## Consigne
Reprenez l'article sur le jeu vidéo David Douillet Judo à la suite de sa dernière phrase et poursuivez sa rédaction.

## Texte fourni

Incompréhensible. Sur le poste de télévision, deux mecs, drapés d'amples peignoirs, rompent un tango agité pour s'ébrouer violemment au sol. La lutte, invisible, imperceptible se poursuit. Il faut rendre au judo cette noblesse - cette imperméabilité pour l'ignorant - qui le rend si attirant et unique. Alors oui, mille fois oui, on attendait le titre de 10Tacle Studios, souligné depuis son annonce comme une solution d'apprentissage par le jeu. Dans la notice : à prescrire au simple joueur (c'est accessible et fun), comme aux jeunes débutants (le Judo de A à Z) comme aux champions régionaux entourés dans leurs ceintures noires (technicité et authenticité). David Douillet Judo contente t-il tout le monde ?
Faisons de votre personne l'abstraction d'un joueur qui ne connaît rien du judo et qui en a limite rien à faire. Il acceptera donc en bloc les règles qui codifient chaque partie de David Douillet Judo. En voici la descripion. Après avoir fait saluer votre judoka, les deux masses se tiennent mutuellement le kimono. Dans les cinq minutes qui suivront le "Hajime" de l'arbitre, cri d'allumage de l'affrontement, il vous faudra placer un ensemble de prises pour obtenir, par ordre d'importance, des Kokas, Yukos, Waza-Aris et Ippons. Vous l'emportez si vous parvenez à placer en une seule prise un Ippon, ou deux Waza-Aris (Waza-Ari Awasete Ippon). Si aucun mouvement n'a mené à ces gratifications, c'est le décompte des points des Kokas (3), Yukos (5) et Waza-Aris (7) au terme des 5 minutes qui départage les deux participants. Des pénalités sont aussi attribués si vous refusez de saluer l'adversaire ou si vous sortez trop longtemps de la zone de combat. La première reverse un Koka à l'opposant, la seconde un Yuko, la troisième un Waza-Ari et la dernière provoque un Hansoku-Make, soit l'élimination directe du fautif. Enfin, le combat s'arrêtera aussi au terme d'une clé d'étranglement, c'est à dire une séquence à terre où un des combattants doit maintenir son homme sous pression jusqu'à ce que celui-ci signale son abandon. Voilà pour ce qui est de l'organisation retenue par 10Tacle Studios pour cette toute première adaptation du judo sur nos machines de jeu. Elle est bien loin de couvrir tout ce que l'on observe normalement pendant un combat, et notre expert se chargera de détailler cela plus loin. En attendant, le simple joueur prend le titre en main avec le tutorial. En fait d'accessibilité, ce long explicatif en 7 étapes est inattaquable. Tandis que David Douillet fait ronronner sa voix de mentor, l'utilisateur se forme complètement, et pourra se lancer sans un seul flottement dans l'un des trois modes de jeu principaux : championnat, carrière et partie rapide, cette dernière permettant aussi le multijoueur.

Données d'étiquetage par coordonnées

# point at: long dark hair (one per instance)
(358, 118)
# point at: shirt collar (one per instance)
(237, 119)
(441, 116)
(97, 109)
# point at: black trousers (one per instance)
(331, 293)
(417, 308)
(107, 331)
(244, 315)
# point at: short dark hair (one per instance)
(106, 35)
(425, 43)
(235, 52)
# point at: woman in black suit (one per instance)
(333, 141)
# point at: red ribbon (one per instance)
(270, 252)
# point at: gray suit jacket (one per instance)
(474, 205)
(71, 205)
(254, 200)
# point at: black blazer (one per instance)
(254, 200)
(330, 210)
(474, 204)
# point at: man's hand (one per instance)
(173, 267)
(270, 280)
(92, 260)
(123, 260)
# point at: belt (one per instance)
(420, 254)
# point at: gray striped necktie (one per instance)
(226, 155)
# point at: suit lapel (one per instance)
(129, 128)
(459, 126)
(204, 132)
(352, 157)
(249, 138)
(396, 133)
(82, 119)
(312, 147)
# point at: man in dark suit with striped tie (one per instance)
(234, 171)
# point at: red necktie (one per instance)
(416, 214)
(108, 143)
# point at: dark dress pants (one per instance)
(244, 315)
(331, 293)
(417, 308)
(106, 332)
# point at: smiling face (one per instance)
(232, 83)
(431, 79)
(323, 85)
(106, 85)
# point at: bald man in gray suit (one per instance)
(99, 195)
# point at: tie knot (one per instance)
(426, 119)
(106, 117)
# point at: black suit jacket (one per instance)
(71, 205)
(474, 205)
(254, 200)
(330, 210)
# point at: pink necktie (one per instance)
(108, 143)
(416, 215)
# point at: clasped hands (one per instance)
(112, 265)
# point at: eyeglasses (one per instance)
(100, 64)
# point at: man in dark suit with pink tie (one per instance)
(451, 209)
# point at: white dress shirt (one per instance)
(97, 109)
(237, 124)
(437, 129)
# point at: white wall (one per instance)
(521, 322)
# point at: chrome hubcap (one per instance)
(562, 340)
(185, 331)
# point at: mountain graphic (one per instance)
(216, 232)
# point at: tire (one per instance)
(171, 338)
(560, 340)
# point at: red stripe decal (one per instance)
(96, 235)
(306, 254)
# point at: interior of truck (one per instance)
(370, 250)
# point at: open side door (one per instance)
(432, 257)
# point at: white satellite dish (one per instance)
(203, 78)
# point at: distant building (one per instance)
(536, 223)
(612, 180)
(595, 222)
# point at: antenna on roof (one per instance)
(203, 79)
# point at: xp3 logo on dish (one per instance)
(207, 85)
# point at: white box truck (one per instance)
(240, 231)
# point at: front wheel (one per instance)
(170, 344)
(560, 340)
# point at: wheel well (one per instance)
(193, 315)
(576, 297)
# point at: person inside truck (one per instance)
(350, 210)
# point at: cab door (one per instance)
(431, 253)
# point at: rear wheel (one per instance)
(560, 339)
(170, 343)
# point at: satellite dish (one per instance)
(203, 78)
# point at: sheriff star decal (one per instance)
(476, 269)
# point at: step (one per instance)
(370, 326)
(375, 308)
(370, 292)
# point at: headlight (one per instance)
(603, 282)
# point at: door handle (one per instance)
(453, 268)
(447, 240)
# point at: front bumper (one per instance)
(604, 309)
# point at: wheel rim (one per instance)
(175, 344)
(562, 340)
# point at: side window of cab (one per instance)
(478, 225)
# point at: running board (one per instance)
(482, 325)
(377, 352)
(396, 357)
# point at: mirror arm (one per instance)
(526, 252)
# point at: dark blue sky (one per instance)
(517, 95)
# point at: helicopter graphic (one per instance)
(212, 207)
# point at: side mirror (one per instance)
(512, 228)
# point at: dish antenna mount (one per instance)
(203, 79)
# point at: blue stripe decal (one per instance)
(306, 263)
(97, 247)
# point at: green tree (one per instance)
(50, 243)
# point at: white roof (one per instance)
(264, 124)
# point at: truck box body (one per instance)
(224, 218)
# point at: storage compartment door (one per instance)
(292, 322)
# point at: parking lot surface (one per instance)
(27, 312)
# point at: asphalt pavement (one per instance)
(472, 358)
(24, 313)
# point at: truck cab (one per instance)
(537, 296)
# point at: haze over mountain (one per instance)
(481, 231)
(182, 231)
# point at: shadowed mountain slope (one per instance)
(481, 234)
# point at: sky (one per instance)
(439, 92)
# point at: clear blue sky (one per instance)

## Corrigé
Dévorer le judoka adverse dans le jeu comme dans la vie peut se mener de diverses manières. Naturellement, vous pouvez prendre l'initiative et déplacer votre adversaire en lançant directement un mouvement. Chaque technique est amorcée par un bouton spécifique. S'ensuit une séquence de combinaisons et il faut valider chaque étape de cette technique par la bonne touche dans un intervalle de temps donné. Il existe pour autant un instant "chaud" pour déclencher le mouvement, le moment idéal. Si vous entrez la commande à un instant proche de ce moment clé, l'attribution des points sera plus conséquente. Dans la même optique, trois types de prises peuvent être menées : par impulsion des bras, du bassin ou des pieds. Cet ordre indique la difficulté, ici décroissante, pour sortir les commandes, puisque les délais d'exécution sont moins importants selon le type de prise. Par contre, une prise par les bras mènera plus aisément au Wazari, voire au Ippon qu'une prise par les pieds. Cette disposition est simplement reprise de diverses manières pour les autres mécaniques de jeu. Et elles ne sont malheureusement pas très nombreuses. On a déjà parlé de la clé d'étranglement, il s'agit simplement d'une séquence de pur rythm games, où une farandole de commandes doivent être entrées rapidement. Les adversaires peuvent aussi lancer des prises ou vous déplacer, ce qui vous place en situation faussement défensive. En réalité, il existe autant de prises adverses que de contres, lesquels réutilisent exactement le même système de partitions de touches à entrer au bon moment. Enfin, chaque mise à terre, chaque prise subie, mine votre sportif et fait descendre sa barre d'endurance. Avec peu d'endurance, le judoka est davantage exposé, les mouvements de son opposant rentrent mieux, bref, les prises adverses remportent davantage de points.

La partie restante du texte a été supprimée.